(Photo-based referring expression data)
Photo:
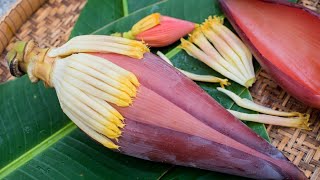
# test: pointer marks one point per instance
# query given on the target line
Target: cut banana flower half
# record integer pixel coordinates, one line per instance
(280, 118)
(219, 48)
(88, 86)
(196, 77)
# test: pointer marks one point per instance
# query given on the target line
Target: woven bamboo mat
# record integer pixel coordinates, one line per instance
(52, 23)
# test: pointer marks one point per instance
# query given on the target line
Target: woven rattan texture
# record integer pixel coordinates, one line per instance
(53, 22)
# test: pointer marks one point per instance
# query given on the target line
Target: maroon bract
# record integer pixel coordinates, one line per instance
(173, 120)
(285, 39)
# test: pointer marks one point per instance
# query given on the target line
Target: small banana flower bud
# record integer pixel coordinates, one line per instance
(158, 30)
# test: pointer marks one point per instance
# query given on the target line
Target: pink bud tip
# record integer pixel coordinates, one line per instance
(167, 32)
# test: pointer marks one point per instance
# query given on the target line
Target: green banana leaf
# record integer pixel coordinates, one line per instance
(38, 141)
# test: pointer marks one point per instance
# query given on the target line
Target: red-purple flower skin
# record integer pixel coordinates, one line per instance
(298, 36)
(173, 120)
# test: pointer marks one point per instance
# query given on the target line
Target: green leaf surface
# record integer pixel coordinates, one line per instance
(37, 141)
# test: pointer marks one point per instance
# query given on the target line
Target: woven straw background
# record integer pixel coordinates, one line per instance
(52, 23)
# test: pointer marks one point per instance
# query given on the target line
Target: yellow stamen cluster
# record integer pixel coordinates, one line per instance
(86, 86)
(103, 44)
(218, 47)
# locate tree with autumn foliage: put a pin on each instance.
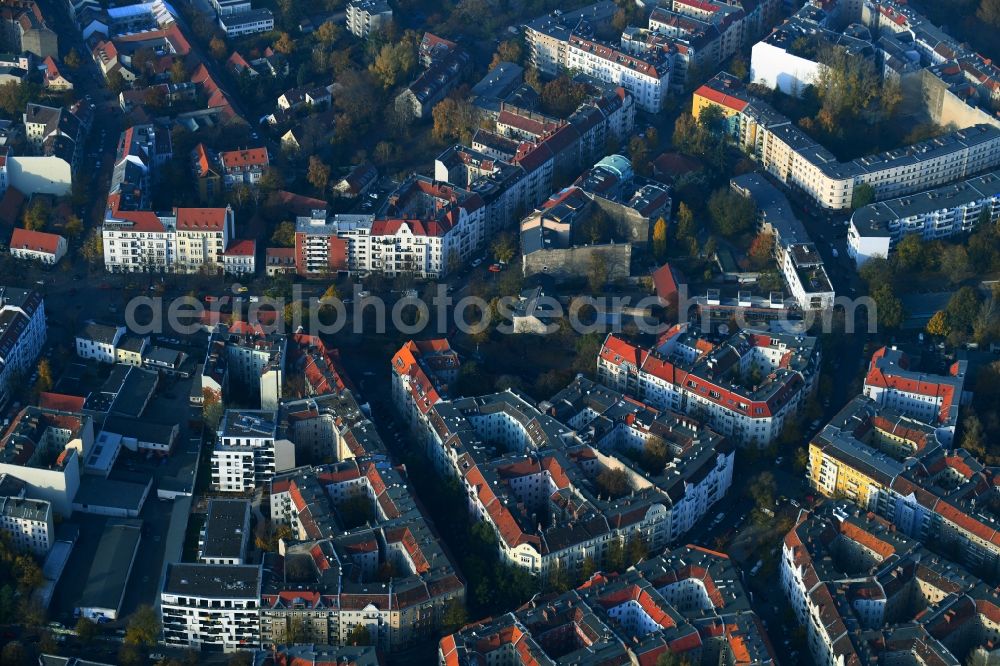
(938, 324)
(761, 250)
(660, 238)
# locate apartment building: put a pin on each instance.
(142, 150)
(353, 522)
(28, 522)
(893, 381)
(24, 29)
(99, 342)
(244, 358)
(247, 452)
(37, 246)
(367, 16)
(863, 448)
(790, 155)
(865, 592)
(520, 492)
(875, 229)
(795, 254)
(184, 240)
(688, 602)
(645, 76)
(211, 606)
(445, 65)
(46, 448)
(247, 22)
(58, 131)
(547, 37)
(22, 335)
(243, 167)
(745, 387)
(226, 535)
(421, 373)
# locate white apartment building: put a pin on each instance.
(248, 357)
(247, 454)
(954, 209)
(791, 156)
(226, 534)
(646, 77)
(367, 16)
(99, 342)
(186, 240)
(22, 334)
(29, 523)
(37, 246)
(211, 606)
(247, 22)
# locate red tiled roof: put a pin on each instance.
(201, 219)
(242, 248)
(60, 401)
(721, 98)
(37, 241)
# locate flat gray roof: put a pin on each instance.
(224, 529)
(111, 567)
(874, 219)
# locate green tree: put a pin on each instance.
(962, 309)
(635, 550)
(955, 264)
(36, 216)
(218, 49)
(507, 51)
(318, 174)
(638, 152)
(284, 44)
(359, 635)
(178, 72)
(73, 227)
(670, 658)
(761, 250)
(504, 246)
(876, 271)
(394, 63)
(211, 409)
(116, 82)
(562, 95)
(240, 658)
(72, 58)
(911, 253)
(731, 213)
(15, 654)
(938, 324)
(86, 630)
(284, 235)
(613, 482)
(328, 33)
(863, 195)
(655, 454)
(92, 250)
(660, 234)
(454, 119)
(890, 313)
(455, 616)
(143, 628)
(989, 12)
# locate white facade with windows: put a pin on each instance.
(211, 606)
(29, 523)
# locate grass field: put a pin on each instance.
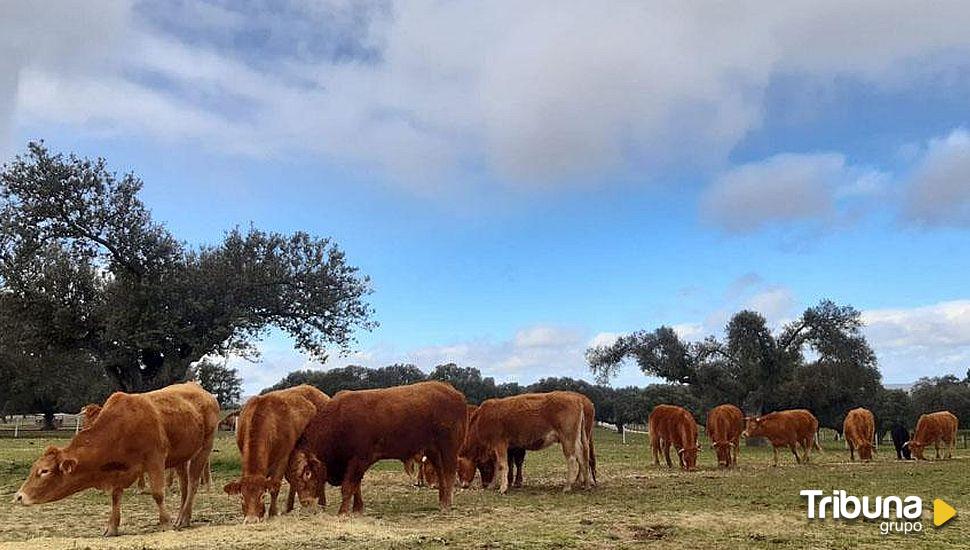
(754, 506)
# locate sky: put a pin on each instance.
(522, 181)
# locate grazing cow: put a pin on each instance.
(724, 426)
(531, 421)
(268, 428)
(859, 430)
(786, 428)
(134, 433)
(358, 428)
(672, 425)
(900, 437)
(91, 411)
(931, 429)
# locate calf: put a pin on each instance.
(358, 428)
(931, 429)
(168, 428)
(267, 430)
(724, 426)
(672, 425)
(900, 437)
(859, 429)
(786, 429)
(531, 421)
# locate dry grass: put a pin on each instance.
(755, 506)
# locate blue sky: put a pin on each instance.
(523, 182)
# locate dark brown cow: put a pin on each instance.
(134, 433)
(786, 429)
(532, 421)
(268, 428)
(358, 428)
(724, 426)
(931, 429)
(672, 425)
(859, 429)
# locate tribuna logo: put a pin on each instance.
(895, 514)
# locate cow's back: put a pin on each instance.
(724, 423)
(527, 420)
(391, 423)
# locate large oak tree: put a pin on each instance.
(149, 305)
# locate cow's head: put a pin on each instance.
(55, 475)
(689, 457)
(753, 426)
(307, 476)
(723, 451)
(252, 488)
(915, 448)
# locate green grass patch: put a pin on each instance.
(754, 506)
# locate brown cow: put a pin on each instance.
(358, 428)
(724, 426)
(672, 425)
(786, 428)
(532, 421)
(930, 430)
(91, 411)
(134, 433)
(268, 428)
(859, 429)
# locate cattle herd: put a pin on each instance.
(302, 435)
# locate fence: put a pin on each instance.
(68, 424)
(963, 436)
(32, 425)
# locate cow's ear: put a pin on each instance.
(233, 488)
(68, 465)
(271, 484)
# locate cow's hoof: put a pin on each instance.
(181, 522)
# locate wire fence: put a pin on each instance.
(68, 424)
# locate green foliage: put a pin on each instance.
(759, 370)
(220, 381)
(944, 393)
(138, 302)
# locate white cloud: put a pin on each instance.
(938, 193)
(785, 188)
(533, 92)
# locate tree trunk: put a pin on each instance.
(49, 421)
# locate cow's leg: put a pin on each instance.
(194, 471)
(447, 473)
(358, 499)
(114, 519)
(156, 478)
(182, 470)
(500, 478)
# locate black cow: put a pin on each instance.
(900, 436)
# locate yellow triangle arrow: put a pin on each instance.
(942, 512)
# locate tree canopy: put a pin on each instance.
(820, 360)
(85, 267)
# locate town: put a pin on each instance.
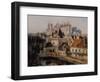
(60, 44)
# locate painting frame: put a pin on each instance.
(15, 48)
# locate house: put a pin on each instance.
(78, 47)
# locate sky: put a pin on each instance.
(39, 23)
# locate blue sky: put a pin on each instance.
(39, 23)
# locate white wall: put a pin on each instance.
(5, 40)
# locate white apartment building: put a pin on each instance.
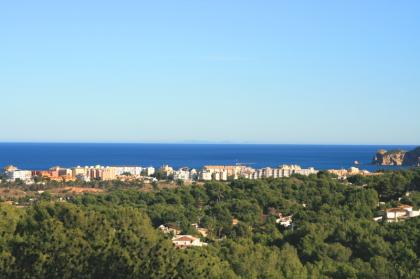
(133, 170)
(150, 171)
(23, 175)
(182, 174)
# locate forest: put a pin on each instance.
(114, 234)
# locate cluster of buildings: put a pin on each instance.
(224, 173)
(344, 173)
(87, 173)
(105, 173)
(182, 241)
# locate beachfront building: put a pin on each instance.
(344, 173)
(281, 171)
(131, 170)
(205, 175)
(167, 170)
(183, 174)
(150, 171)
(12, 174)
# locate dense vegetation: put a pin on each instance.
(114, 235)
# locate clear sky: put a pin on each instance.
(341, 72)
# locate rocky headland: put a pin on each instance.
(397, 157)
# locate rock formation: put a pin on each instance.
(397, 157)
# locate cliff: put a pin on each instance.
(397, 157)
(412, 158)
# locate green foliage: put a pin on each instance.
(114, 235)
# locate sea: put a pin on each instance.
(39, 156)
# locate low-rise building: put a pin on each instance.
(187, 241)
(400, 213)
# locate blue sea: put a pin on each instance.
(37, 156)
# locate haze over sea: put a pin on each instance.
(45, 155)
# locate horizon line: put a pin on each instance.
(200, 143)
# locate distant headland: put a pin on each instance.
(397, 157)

- [Task statement] With the images left out, output all the entries above exactly.

- [Answer to the exercise]
Photo:
# test: pointer marks one point per instance
# query given on the target line
Target: cut banana flower half
# record integer pixel coordinates, one line per instance
(280, 118)
(219, 48)
(88, 86)
(196, 77)
# test: pointer marks one point per instance
# query given on the target line
Target: woven bamboo mat
# record integer pixel coordinates, one line per instance
(52, 23)
# test: pointer marks one point per instance
# query given on the target line
Target: woven rattan texture
# record integer pixel coordinates, one line per instance
(53, 22)
# test: pointer marks one point per instance
# query given on the target line
Target: maroon bract
# record integer pixel coordinates, one line per instance
(173, 120)
(285, 39)
# test: pointer marks one point per instance
# query given on the target line
Target: small banana flower bud
# record integer pixel coordinates, one line per instance
(158, 30)
# test: pointer marks one point per instance
# query given on the target line
Target: pink bud tip
# record integer pixel coordinates, one line per instance
(167, 32)
# test: pointer marks one point per instance
# query given on the target line
Target: green banana leaf
# record integer pixel coordinates, one line per instance
(38, 141)
# test: pointer marks one point per instance
# query given on the target line
Target: red-purple flower skin
# record integer pixel coordinates, one line per instance
(298, 36)
(173, 120)
# test: pointer marks one point per instance
# query given on the target line
Target: green leaf surface
# record integer pixel coordinates, one line per instance
(37, 141)
# test: pointer marks one point per instance
# query given on the target line
Target: woven straw background
# record integer pixel coordinates, one line per instance
(52, 23)
# test: pointer marks one point per instance
# query given on the target line
Target: yellow stamen cluster
# record integer pixel coordinates, one line per instance
(86, 86)
(103, 44)
(218, 47)
# locate tree with autumn foliage: put a pin on each instance.
(938, 324)
(761, 250)
(660, 238)
# locate apartment building: put a pin on each instance.
(142, 150)
(353, 522)
(28, 522)
(893, 381)
(24, 29)
(99, 342)
(244, 358)
(247, 452)
(37, 246)
(367, 16)
(863, 448)
(790, 155)
(865, 592)
(520, 492)
(875, 229)
(795, 254)
(184, 240)
(688, 602)
(645, 76)
(211, 606)
(445, 65)
(46, 448)
(247, 22)
(58, 131)
(547, 37)
(22, 335)
(243, 167)
(745, 387)
(226, 535)
(421, 373)
# locate white apartment building: put a pin on each instance.
(248, 357)
(247, 454)
(954, 209)
(791, 156)
(226, 534)
(646, 77)
(367, 16)
(99, 342)
(186, 240)
(22, 334)
(29, 523)
(37, 246)
(211, 606)
(247, 22)
# locate red tiled roof: put a pin on each instance.
(201, 219)
(242, 248)
(60, 401)
(721, 98)
(37, 241)
# locate flat gray roof: put a pin on each instance.
(224, 529)
(111, 567)
(874, 219)
# locate green tree: put a pin on each instance.
(962, 309)
(635, 550)
(955, 264)
(36, 216)
(218, 49)
(507, 51)
(318, 174)
(638, 152)
(284, 44)
(359, 635)
(178, 72)
(73, 227)
(670, 658)
(761, 250)
(504, 246)
(876, 271)
(394, 63)
(211, 409)
(116, 82)
(562, 95)
(240, 658)
(72, 58)
(911, 253)
(731, 213)
(15, 654)
(938, 324)
(86, 630)
(284, 235)
(613, 482)
(328, 33)
(863, 195)
(655, 454)
(92, 250)
(660, 234)
(454, 119)
(890, 313)
(455, 616)
(143, 628)
(989, 12)
# locate white facade with windows: put a pin on each instance.
(211, 606)
(29, 523)
# locate grass field: put a pin on each instance.
(754, 506)
# locate sky: put a pin on each instance.
(522, 181)
# locate grazing cow: put a pin on each instance.
(724, 426)
(531, 421)
(268, 428)
(859, 430)
(786, 428)
(134, 433)
(358, 428)
(672, 425)
(900, 437)
(91, 411)
(931, 429)
# locate calf: put a pin on each instance.
(358, 428)
(931, 429)
(168, 428)
(267, 430)
(724, 426)
(672, 425)
(900, 437)
(859, 429)
(786, 429)
(531, 421)
# locate dry grass: put a pin on each instance.
(755, 506)
# locate blue sky: put a pin on each instance.
(523, 182)
# locate dark brown cow: put a pin on each instance.
(134, 433)
(786, 429)
(532, 421)
(268, 428)
(358, 428)
(724, 426)
(931, 429)
(672, 425)
(859, 429)
# locate tribuna logo: put a pin on each instance.
(895, 514)
# locate cow's back: put a pin on each instance.
(724, 423)
(527, 420)
(391, 423)
# locate large oak tree: put a pin on each instance.
(149, 305)
# locate cow's head: put a pin on each instance.
(55, 475)
(689, 457)
(753, 426)
(307, 476)
(723, 451)
(252, 488)
(915, 448)
# locate green grass patch: put a pin on each instance.
(754, 506)
# locate brown cow: put a pin on each instance.
(358, 428)
(724, 426)
(672, 425)
(786, 428)
(532, 421)
(930, 430)
(91, 411)
(134, 433)
(268, 428)
(859, 429)
# locate cattle herd: put a pin on each instance.
(302, 435)
# locate fence: put a pin on each instance.
(68, 424)
(963, 436)
(32, 425)
# locate cow's ear: put a pin on each instance.
(233, 488)
(68, 465)
(271, 484)
# locate cow's hoof: put a pin on each instance.
(181, 522)
# locate wire fence: put a pin on each instance.
(68, 424)
# locate green foliage: put a pin on each instance.
(759, 370)
(220, 381)
(944, 393)
(138, 302)
# locate white cloud: put a pin on each instance.
(938, 193)
(785, 188)
(533, 92)
# locate tree trunk: put a pin on each instance.
(49, 421)
# locate cow's leg: put a pin on each instance.
(194, 471)
(447, 473)
(358, 499)
(114, 519)
(156, 478)
(182, 470)
(500, 478)
# locate black cow: put a pin on each instance.
(900, 436)
# locate yellow triangle arrow: put a pin on each instance.
(942, 512)
# locate tree canopy: put a pin on each instance.
(820, 360)
(85, 267)
# locate town: put a pin on each instance.
(60, 44)
# locate painting frame: put a pin on each instance.
(15, 48)
# locate house: put a pin on each instance.
(78, 47)
# locate sky: put a pin on each instance.
(39, 23)
# locate blue sky: put a pin on each instance.
(39, 23)
# locate white wall: put a pin on each instance.
(5, 40)
# locate white apartment building: put a pin on each instance.
(133, 170)
(150, 171)
(23, 175)
(182, 174)
# locate forest: put a pin on each instance.
(114, 234)
# locate cluster of buildings: put a pin on each instance.
(224, 173)
(344, 173)
(87, 173)
(105, 173)
(182, 241)
# locate beachfront building: put a pin on each instance.
(344, 173)
(281, 171)
(131, 170)
(205, 175)
(167, 170)
(183, 174)
(150, 171)
(12, 174)
# locate dense vegetation: put a pin on each instance.
(114, 235)
# locate clear sky: put a pin on each instance.
(341, 72)
# locate rocky headland: put a pin on each instance.
(397, 157)
# locate rock formation: put a pin on each instance.
(397, 157)
# locate cliff: put a pin on each instance.
(397, 157)
(412, 158)
# locate green foliage: put a pin on each instance.
(114, 235)
# locate sea: put a pin on each instance.
(39, 156)
# locate low-rise building: put a pin on each instance.
(187, 241)
(400, 213)
# locate blue sea: put a pin on each instance.
(37, 156)
# locate haze over sea: put a pin on each instance.
(45, 155)
# locate horizon line: put a pin on each instance.
(200, 143)
# locate distant headland: put a pin on each instance.
(397, 157)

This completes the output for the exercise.